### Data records
§ §

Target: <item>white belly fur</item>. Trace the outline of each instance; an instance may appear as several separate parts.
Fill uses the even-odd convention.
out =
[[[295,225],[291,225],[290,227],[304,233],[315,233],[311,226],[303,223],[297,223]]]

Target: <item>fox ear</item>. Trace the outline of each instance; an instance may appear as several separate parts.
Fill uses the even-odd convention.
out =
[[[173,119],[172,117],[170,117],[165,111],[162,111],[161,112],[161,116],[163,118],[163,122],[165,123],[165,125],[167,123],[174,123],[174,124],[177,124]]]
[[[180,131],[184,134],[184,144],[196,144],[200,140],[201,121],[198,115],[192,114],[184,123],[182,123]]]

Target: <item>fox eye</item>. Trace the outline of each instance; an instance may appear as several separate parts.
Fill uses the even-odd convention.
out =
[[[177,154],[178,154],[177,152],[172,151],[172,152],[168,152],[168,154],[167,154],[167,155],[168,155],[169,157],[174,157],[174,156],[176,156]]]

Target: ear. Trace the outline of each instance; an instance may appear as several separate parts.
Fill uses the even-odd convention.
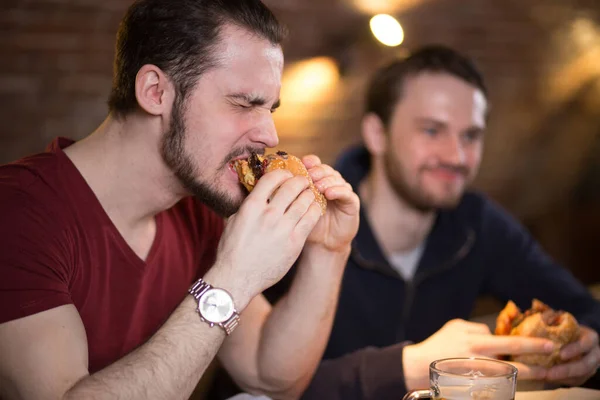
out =
[[[385,126],[376,114],[369,113],[363,117],[362,137],[365,146],[372,155],[380,155],[385,152],[387,143]]]
[[[147,64],[135,77],[135,97],[142,110],[151,115],[161,115],[171,109],[174,88],[160,68]]]

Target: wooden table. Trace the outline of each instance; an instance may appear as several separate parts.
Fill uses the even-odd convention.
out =
[[[568,388],[517,392],[515,400],[600,400],[600,390]]]

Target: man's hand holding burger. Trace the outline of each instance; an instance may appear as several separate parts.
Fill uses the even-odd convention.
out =
[[[317,264],[347,258],[358,230],[359,200],[337,171],[316,156],[301,161],[284,152],[253,154],[235,167],[250,193],[229,218],[216,266],[243,275],[235,279],[241,287],[230,287],[240,309],[278,282],[303,248],[303,257],[319,260],[308,263],[315,274]],[[343,268],[345,261],[335,264]]]

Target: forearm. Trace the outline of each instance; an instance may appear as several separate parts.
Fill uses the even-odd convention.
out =
[[[273,308],[258,349],[260,374],[299,394],[321,360],[349,248],[306,248],[289,292]]]
[[[387,400],[406,393],[402,360],[408,343],[366,347],[321,362],[302,399]],[[423,386],[427,387],[427,386]]]
[[[80,380],[64,399],[188,399],[225,336],[195,307],[186,296],[148,342]]]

§ §

### Exercise brief
Set down each record above exactly as it stands and leave out all pictures.

### Result for this task
Target: <item>white belly fur</item>. Trace the outline of each instance; an instance may appear as several separate parts.
Fill uses the even-odd convention.
out =
[[[295,225],[291,225],[290,227],[304,233],[315,233],[311,226],[303,223],[297,223]]]

Target: <item>fox ear</item>. Trace the outline of each instance; an instance may appear as several separate parts.
Fill uses the even-odd convention.
out =
[[[173,119],[172,117],[170,117],[165,111],[162,111],[161,112],[161,116],[163,118],[163,122],[165,123],[165,125],[167,123],[174,123],[174,124],[177,124]]]
[[[180,131],[184,134],[184,144],[196,144],[200,140],[201,121],[198,115],[192,114],[184,123],[182,123]]]

Target: <item>fox eye</item>. Trace the outline of each instance; an instance may appear as several separate parts.
Fill uses the even-odd convention.
out =
[[[177,154],[178,154],[177,152],[172,151],[172,152],[168,152],[168,154],[167,154],[167,155],[168,155],[169,157],[174,157],[174,156],[176,156]]]

Target: ear. Trace the outline of each instance; an instance may appear as several separate parts.
Fill uses the even-odd convention.
out =
[[[385,126],[376,114],[369,113],[363,117],[362,137],[365,146],[372,155],[380,155],[385,152],[387,143]]]
[[[147,64],[135,77],[135,97],[142,110],[151,115],[161,115],[171,109],[174,88],[160,68]]]

Target: wooden table. Trace the outline of each instance; an instance may appear as several separate parts.
Fill uses the even-odd convention.
out =
[[[568,388],[517,392],[515,400],[600,400],[600,390]]]

Target: man's hand holding burger. Trace the outline of each instance; an instance may appear as several separate parts.
Fill uses the even-odd convention.
out =
[[[317,264],[347,258],[358,230],[359,200],[337,171],[316,156],[301,161],[284,152],[253,154],[235,167],[250,193],[229,218],[216,266],[243,275],[235,279],[241,287],[230,287],[240,309],[278,282],[303,248],[303,257],[319,260],[308,263],[315,274]],[[343,268],[345,261],[335,264]]]

Target: forearm. Trace the outline of each instance; an instance may appear as several separate parts.
Fill uses the even-odd convention.
out =
[[[273,308],[258,349],[260,374],[299,394],[321,360],[349,248],[306,248],[289,292]]]
[[[387,400],[406,393],[402,360],[408,343],[366,347],[321,362],[302,399]],[[423,386],[427,387],[427,386]]]
[[[80,380],[64,399],[188,399],[225,336],[195,307],[186,296],[148,342]]]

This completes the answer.